## Problem to solve:
Turn every line of the material below into a numbered list, leaving out any blank lines.

## Data:
..............................

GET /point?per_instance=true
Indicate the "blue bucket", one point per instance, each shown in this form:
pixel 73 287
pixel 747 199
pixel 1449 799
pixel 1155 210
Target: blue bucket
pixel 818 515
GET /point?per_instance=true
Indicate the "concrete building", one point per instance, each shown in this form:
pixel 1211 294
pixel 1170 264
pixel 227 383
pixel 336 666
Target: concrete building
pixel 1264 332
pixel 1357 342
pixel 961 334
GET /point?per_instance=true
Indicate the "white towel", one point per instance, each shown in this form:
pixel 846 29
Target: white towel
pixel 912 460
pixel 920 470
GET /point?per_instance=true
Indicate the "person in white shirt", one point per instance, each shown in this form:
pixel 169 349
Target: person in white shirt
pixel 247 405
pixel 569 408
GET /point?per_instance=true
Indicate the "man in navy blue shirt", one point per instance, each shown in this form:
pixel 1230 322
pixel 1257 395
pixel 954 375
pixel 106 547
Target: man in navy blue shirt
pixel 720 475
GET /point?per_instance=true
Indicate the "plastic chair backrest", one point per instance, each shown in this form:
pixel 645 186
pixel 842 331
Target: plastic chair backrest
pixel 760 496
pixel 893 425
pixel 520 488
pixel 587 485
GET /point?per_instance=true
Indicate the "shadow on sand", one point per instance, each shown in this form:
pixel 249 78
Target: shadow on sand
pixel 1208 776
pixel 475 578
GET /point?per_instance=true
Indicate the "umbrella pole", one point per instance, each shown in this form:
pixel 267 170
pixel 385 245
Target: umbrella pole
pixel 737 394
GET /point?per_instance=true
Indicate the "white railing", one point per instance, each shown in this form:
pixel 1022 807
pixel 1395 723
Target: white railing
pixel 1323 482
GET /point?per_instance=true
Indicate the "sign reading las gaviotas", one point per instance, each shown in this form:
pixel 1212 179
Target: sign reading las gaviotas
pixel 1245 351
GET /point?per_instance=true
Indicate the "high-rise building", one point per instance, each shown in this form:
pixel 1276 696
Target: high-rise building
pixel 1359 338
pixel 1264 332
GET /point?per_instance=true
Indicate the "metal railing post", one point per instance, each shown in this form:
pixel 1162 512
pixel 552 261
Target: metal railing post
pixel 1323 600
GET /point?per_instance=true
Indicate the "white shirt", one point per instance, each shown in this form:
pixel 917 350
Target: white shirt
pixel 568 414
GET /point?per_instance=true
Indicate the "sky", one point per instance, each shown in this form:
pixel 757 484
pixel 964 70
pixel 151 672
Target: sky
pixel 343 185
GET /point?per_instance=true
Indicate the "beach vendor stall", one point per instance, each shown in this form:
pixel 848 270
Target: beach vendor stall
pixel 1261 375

..............................

## Output below:
1. GET /point?per_instance=true
2. Indicate the "blue bucket", one point per instance, each shown in this form:
3. pixel 73 287
4. pixel 747 199
5. pixel 1449 799
6. pixel 1155 210
7. Target: blue bucket
8. pixel 818 515
9. GET /point?per_instance=true
10. Indicate the "concrete building", one point per instance, each shown in this form:
11. pixel 1211 294
12. pixel 1170 264
13. pixel 227 383
14. pixel 336 666
15. Target: concrete building
16. pixel 1264 332
17. pixel 1357 342
18. pixel 961 334
19. GET /point?per_instance=true
20. Indicate the "white towel", one point per instance, each shown in this form:
21. pixel 846 29
22. Target: white towel
23. pixel 912 460
24. pixel 920 470
25. GET /point?per_instance=true
26. Indicate the "person in white shirt", one point per instance, each shown in this form:
27. pixel 169 349
28. Target: person in white shirt
29. pixel 247 405
30. pixel 569 408
31. GET /point?per_instance=true
32. Indicate the "man in navy blue shirt", one point per instance, each shown in this form:
33. pixel 1230 322
34. pixel 1257 395
35. pixel 954 375
36. pixel 106 547
37. Target: man in navy blue shirt
38. pixel 720 475
39. GET /point?per_instance=true
40. Indicate the "plastic chair backrest", one point per instance, each shown in this form:
41. pixel 645 186
42. pixel 842 331
43. Target: plastic chair backrest
44. pixel 760 496
45. pixel 893 425
46. pixel 520 488
47. pixel 587 485
48. GET /point?per_instance=true
49. Indicate the "shadow on sand", one point per instance, each shown in this form:
50. pixel 249 78
51. Target: shadow on sand
52. pixel 1208 776
53. pixel 475 578
54. GET /point?per_instance=true
55. Indicate the "umbrella pole", one point per instance, each shown in this form:
56. pixel 267 170
57. pixel 385 245
58. Target: umbrella pole
59. pixel 737 394
60. GET /point?per_instance=true
61. Indicate the "white railing", one point per instance, each shown in this form:
62. pixel 1022 807
63. pixel 1395 723
64. Target: white railing
65. pixel 1323 482
66. GET /point?per_instance=true
67. Indicate the "sign reading las gaviotas", one point per instance, each shown in this form:
68. pixel 1212 179
69. Target: sign reading las gaviotas
70. pixel 1245 351
71. GET /point?per_instance=true
72. Indicate the "high-rise building", one point per instance, each shown in this form:
73. pixel 1276 696
74. Target: high-rise building
75. pixel 1359 338
76. pixel 1264 332
77. GET /point?per_instance=true
78. Indicate the "metal railing post", one point per instance, each shown in this form:
79. pixel 1162 512
80. pixel 552 261
81. Target: metal railing post
82. pixel 1323 600
83. GET /point?per_instance=true
84. Indicate the "white shirt", one point per instance, each shown in this form:
85. pixel 917 350
86. Target: white shirt
87. pixel 568 414
88. GET /point?per_instance=true
89. Indicate the "sky", one point per instance, each shown in this form:
90. pixel 757 484
91. pixel 964 70
92. pixel 151 672
93. Target: sky
94. pixel 343 185
95. GET /point?per_instance=true
96. Indicate the "beach vendor stall", one point per instance, each shown in this form:
97. pixel 848 270
98. Target: beach vendor stall
99. pixel 1261 375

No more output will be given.